Punto e a Capo

L’Indiscreto – Il caso dell’Antitrust e i diritti tv del calcio

Ohi ohi…che accade nel magico mondo dei diritti televisivi del calcio?

Sembrava raggiunta la pace e invece si vedono ombre che si aggirano intorno al corpo, per ora poco animato,  del Decreto legislativo 8 gennaio 2008 n. 9, cosiddetta legge Melandri.

A chi appartengono queste ombre? C’è chi è andato a piangere in Europa, ma poi chiede di rivedere i suoi impegni proprio per la presenza di quella legge? C’è pi chi come Mediaset, che non vuole essere “imbracata” da regole proprio ora che lo switch off del digitale terrestre è alle porte? Alle quattro sorelle (Milan, Juve, Inter e Roma), che non sopportano l’idea di ripartire i soldi con gli altri condomini del campionato? Alla Serie B, che vuole i soldi della Serie A?

Insomma il solito "casino" all’italiana, altrimenti non ci distingueremmo dagli altri.

Vediamo quel che è accaduto.

Come un fulmine a cielo sereno, sabato scorso, l’Antitrust ha inviato una segnalazione al Governo e al Parlamento invitandoli a rivedere le norme di vendita dei diritti audiovisivi sportivi “in quanto non garantiscono pienamente la concorrenza” (comunicato stampa AGCOM).

A determinare questa, estrema, iniziativa, sarebbero state le modalità di vendita degli highlights del Campionato di Serie A (aggiudicati poi alla RAI e a Mediaset) e dei diritti a pagamento del Campionato di Serie B (aggiudicati poi a SKY e a Telecom), che sarebbero avvenute in parziale violazione delle Linee Guida autorizzate dall’Autorità con provve-dimento del 24 luglio 2008. La stessa Autorità ha tenuto a precisare “… di aver potuto riscontrare le irregolarità solo a campionati già iniziati, e quindi in un contesto in cui le assegnazioni avevano già avuto effetto sia nei confronti degli operatori della comunicazione che dei consumatori”, e ciò in quanto la Lega Calcio ha attivato le procedure competitive immediatamente a ridosso dell’inizio delle competizioni sportive.

Ma è credibile l’affermazione “sono potuta intervenire solo a campionati già iniziati” che equivale a dire a un “non ho potuto fare nulla”? Proprio l’Antitrust che in Italia interviene su tutto, dai bancomat alle farmacie?

##############################

● ESERCIZIO ASSEGNATO
Secondo il brano sui diritti tv del calcio, a chi sono stati aggiudicati i diritti a pagamento del Campionato di Serie B?

● Voci provenienti da una fonte di dati
##############################

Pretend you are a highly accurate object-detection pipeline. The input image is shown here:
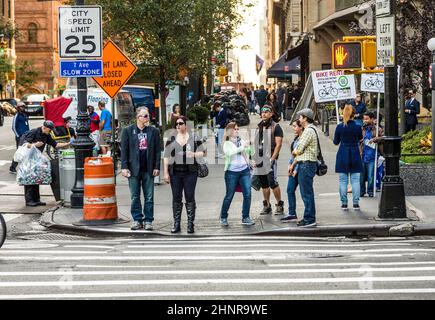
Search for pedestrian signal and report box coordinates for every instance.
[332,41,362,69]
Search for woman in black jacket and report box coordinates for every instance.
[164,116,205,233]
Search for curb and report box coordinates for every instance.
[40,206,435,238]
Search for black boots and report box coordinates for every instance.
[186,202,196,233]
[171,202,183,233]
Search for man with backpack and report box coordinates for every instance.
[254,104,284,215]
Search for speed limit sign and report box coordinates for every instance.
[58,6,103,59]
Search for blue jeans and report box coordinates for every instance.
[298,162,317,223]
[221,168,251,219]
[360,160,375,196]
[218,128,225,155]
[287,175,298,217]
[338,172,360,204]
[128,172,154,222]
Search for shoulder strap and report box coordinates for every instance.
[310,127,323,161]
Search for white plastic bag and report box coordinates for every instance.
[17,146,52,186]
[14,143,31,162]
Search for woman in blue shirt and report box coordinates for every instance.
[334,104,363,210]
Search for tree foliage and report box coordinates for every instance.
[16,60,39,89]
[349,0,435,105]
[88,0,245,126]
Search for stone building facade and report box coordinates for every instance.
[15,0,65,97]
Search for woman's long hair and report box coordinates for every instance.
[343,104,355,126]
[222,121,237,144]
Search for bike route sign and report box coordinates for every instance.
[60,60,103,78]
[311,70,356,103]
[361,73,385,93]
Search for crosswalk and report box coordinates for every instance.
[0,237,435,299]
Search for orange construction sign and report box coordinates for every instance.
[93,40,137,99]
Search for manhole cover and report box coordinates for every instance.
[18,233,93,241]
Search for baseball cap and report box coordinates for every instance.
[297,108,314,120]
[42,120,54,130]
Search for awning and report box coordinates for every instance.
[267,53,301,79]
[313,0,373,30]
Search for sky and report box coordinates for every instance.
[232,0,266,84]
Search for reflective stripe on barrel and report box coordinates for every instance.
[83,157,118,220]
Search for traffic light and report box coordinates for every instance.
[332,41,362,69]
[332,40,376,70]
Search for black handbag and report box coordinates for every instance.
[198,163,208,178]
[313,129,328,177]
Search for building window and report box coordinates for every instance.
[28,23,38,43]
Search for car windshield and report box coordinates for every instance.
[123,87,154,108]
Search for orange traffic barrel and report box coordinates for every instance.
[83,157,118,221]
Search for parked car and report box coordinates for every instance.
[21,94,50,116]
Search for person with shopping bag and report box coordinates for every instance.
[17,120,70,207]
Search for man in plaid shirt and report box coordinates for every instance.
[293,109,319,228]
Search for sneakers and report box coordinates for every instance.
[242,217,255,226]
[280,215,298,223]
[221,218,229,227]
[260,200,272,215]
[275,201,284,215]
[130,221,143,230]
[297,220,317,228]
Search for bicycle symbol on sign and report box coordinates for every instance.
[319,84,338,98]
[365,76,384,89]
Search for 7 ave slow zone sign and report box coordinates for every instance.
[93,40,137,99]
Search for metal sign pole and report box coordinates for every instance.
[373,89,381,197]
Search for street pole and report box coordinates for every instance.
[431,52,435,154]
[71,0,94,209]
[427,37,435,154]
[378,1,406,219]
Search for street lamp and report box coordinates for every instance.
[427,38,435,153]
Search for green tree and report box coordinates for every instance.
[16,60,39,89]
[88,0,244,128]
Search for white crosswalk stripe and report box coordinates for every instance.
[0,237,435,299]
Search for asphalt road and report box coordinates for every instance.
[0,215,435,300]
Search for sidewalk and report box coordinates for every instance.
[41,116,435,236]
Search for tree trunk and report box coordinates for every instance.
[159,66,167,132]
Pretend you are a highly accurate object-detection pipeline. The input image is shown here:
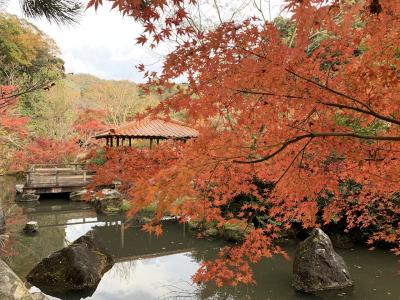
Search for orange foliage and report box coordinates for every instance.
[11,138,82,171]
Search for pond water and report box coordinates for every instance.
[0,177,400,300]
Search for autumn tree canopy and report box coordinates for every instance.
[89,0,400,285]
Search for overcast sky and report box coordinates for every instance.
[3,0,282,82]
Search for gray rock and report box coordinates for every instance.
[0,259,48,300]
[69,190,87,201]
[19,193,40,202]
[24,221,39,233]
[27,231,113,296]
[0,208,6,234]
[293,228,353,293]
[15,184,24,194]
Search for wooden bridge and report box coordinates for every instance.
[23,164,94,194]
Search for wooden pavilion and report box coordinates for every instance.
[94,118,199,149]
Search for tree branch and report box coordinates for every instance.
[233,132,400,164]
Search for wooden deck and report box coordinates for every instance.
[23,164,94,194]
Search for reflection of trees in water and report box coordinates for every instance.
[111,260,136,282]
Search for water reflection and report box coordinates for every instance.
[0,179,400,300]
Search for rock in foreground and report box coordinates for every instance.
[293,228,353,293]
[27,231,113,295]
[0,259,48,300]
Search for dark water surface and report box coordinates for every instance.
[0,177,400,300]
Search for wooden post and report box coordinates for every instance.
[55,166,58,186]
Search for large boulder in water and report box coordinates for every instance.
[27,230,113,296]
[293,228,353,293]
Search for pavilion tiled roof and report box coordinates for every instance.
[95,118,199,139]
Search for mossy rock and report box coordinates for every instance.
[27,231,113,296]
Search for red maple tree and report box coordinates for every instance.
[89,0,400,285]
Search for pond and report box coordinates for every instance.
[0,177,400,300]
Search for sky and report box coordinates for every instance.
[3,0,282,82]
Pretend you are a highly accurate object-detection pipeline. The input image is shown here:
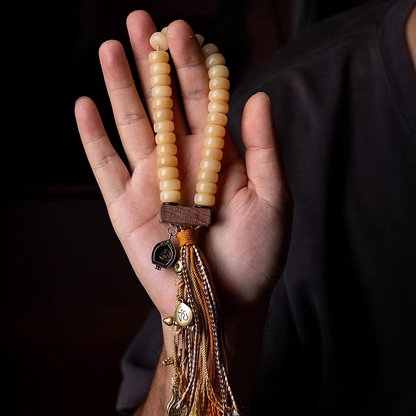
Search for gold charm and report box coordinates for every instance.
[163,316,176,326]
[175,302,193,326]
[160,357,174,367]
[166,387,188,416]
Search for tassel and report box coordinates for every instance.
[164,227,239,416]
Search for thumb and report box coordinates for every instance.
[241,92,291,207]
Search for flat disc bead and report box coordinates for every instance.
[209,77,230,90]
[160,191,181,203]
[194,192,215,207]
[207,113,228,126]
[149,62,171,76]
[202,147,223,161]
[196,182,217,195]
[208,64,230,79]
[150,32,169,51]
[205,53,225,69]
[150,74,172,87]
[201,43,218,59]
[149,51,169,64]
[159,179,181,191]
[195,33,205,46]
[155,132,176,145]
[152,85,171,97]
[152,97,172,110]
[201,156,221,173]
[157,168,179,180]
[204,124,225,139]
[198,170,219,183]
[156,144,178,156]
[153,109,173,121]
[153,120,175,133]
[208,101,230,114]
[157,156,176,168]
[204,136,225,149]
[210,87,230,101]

##############################

● RISPOSTA ALL'ESERCIZIO
A SKY e a Telecom.